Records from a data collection
====
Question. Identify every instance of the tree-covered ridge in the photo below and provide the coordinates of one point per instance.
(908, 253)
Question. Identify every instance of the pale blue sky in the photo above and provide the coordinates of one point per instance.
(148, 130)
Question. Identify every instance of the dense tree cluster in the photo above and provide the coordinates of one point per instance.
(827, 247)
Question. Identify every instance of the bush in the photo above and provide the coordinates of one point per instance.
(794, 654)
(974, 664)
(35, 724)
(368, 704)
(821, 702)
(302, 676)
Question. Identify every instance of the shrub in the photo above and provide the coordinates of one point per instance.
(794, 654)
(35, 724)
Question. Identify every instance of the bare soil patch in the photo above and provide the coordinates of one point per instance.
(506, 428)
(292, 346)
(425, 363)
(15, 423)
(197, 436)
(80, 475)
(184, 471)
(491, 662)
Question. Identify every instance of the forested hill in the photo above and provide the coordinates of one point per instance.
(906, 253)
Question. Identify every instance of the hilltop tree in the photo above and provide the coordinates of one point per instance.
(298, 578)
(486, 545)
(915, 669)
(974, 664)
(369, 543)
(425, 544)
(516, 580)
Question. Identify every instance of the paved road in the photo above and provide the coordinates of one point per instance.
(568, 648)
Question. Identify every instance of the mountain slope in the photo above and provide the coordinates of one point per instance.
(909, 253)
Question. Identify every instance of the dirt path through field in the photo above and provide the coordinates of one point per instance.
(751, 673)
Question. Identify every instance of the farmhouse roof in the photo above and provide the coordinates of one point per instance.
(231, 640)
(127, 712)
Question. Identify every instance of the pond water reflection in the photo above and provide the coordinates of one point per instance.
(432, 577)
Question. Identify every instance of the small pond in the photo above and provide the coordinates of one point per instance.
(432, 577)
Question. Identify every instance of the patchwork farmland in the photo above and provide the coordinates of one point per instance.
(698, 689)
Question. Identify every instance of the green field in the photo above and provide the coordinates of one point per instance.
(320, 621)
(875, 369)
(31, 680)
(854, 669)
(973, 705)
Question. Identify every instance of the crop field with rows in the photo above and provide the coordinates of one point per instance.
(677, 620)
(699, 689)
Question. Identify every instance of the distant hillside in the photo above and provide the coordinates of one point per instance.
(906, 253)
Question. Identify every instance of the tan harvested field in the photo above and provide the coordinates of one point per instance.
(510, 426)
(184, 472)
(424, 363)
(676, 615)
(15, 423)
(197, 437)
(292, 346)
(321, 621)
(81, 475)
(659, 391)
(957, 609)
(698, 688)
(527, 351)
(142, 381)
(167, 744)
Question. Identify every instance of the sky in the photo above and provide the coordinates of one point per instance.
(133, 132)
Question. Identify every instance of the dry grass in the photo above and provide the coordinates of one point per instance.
====
PROBLEM:
Your output should match the records above word for word.

EXERCISE SOLUTION:
Question. Identify every instance of the tree-covered ridge in the photo below and provide the coordinates of one point per instance.
(908, 253)
Question. Identify every instance of the pale blue sky in the photo above and provide the coordinates of one point per instance.
(148, 130)
Question. Identify every instance of the dense tree cluster in the photo above and provide the coordinates of one point per instance.
(827, 247)
Question. Identify every instance of the bush in the photo above and provide the coordinates of one point per instance.
(794, 654)
(974, 664)
(35, 724)
(368, 704)
(821, 702)
(302, 676)
Question. Identify every instance of the shrub in the photo above and provide the coordinates of one point per instance.
(794, 654)
(35, 724)
Question. Identify every instance of the bare soil patch in the photo above and provide the coordinates of one point per instance.
(506, 428)
(292, 346)
(425, 363)
(15, 423)
(197, 436)
(80, 475)
(184, 471)
(491, 662)
Question. Identify every instance of the forested hill in the photo above and provide the coordinates of one point per instance.
(906, 253)
Question. Identify every instance of the hilltop tree in the photo above and provide the coordinates of one point per instance.
(298, 578)
(486, 545)
(915, 669)
(974, 664)
(369, 543)
(425, 544)
(516, 580)
Question. Identify every instance of the paved road in the photo above and provide the coordinates of one point per instance.
(568, 648)
Question. Identify every instance of the mountain slope in the photo above and provide the coordinates of one point per instance.
(909, 253)
Question. Identify every instance of the dirt path through field in the photo above and provide the coordinates of one point per instance.
(751, 673)
Question. Identify every instance of the farmhouse roof in the photo above and provide the coordinates of one point per instance.
(231, 640)
(127, 712)
Question. Identify every instance of the pond water reflection in the photo above and provide the coordinates of one point per instance.
(432, 577)
Question. Identify every instance of the small pond in the photo above and provide the coordinates of one point per instance.
(432, 577)
Question. Identify every instance of the patchwork farmland in the photo above and provide the coordinates of one point per instance.
(698, 689)
Question. Identify every instance of the green field in the photo above and provide the coordinates of one point per instance.
(320, 621)
(875, 369)
(31, 680)
(854, 669)
(973, 705)
Question. Identify every instance of the crop field with rows in the photo above and provide the coordinates of one point per instance.
(677, 620)
(699, 689)
Question. Identify every instance of the distant hillside in the photo above and provide the coordinates of one point per instance.
(906, 253)
Question. Identify every instance of the tan harvested field in the photo above and provide the coordinates of one point per instance.
(510, 426)
(184, 472)
(424, 363)
(676, 615)
(15, 423)
(197, 437)
(292, 346)
(321, 621)
(81, 475)
(659, 391)
(957, 609)
(698, 688)
(527, 351)
(142, 381)
(167, 744)
Question. Identify every instance of the sky in the photo above and provide the coordinates of one point per instance.
(133, 132)
Question. Identify every instance of the dry grass in the photo above and provide the coordinates of one point per instance.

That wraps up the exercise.